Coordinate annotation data
------------------------

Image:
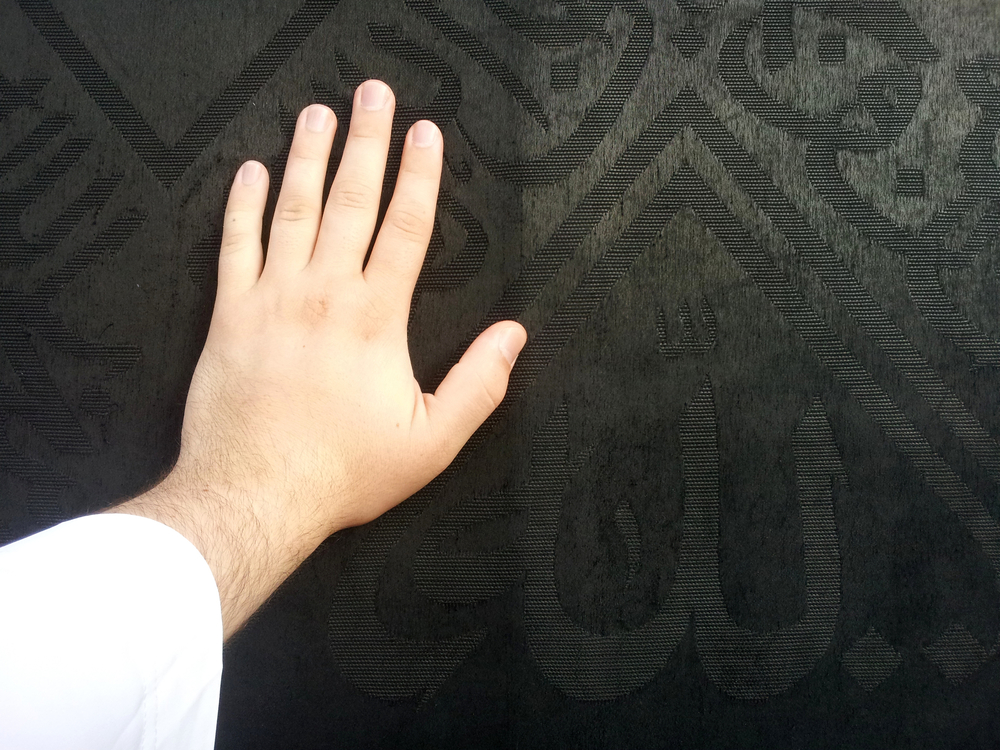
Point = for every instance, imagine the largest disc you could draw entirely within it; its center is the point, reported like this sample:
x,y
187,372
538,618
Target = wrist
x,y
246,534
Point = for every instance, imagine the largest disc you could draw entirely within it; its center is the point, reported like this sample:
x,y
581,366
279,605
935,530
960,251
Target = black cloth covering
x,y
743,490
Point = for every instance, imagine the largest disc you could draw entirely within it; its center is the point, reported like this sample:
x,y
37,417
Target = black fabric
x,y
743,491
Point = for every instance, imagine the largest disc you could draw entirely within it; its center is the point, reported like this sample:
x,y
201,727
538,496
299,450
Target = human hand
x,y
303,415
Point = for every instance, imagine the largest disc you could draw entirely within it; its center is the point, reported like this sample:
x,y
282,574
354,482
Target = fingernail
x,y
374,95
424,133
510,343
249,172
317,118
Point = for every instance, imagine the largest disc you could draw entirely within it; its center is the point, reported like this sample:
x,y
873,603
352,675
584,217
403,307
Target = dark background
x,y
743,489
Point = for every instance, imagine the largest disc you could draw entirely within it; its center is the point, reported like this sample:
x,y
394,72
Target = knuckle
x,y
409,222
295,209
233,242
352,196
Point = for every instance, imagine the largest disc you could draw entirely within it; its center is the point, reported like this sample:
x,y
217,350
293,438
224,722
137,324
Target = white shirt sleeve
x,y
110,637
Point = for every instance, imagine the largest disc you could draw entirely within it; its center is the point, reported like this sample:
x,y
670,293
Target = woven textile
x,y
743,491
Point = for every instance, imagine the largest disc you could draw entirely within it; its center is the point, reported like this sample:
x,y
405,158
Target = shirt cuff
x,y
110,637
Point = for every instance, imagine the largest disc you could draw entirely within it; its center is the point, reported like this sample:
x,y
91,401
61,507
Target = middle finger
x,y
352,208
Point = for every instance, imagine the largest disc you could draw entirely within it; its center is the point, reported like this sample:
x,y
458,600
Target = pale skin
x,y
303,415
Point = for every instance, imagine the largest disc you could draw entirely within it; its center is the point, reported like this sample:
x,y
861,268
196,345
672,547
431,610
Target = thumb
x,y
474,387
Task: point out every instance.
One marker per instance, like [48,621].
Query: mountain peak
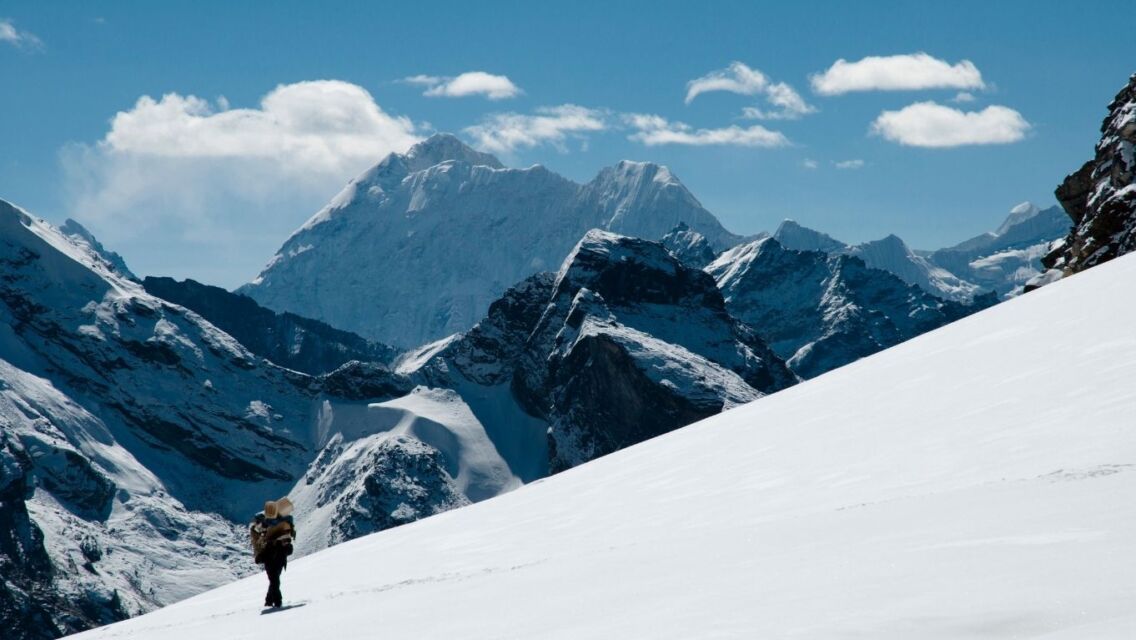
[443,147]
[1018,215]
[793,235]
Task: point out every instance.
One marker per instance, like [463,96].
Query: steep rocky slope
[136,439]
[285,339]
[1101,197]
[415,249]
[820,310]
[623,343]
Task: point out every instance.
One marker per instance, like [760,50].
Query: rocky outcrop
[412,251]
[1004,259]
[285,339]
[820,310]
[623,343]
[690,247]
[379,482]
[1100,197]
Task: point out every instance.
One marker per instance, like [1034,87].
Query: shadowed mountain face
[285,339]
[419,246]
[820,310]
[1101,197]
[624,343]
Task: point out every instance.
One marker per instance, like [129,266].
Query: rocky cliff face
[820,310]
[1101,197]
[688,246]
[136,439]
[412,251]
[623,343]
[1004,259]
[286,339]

------------------------

• Do this:
Gather every line of the data above that contains the word "face", matching case exactly.

• Finished answer:
Query: shadowed mountain face
Query: rocky cliff face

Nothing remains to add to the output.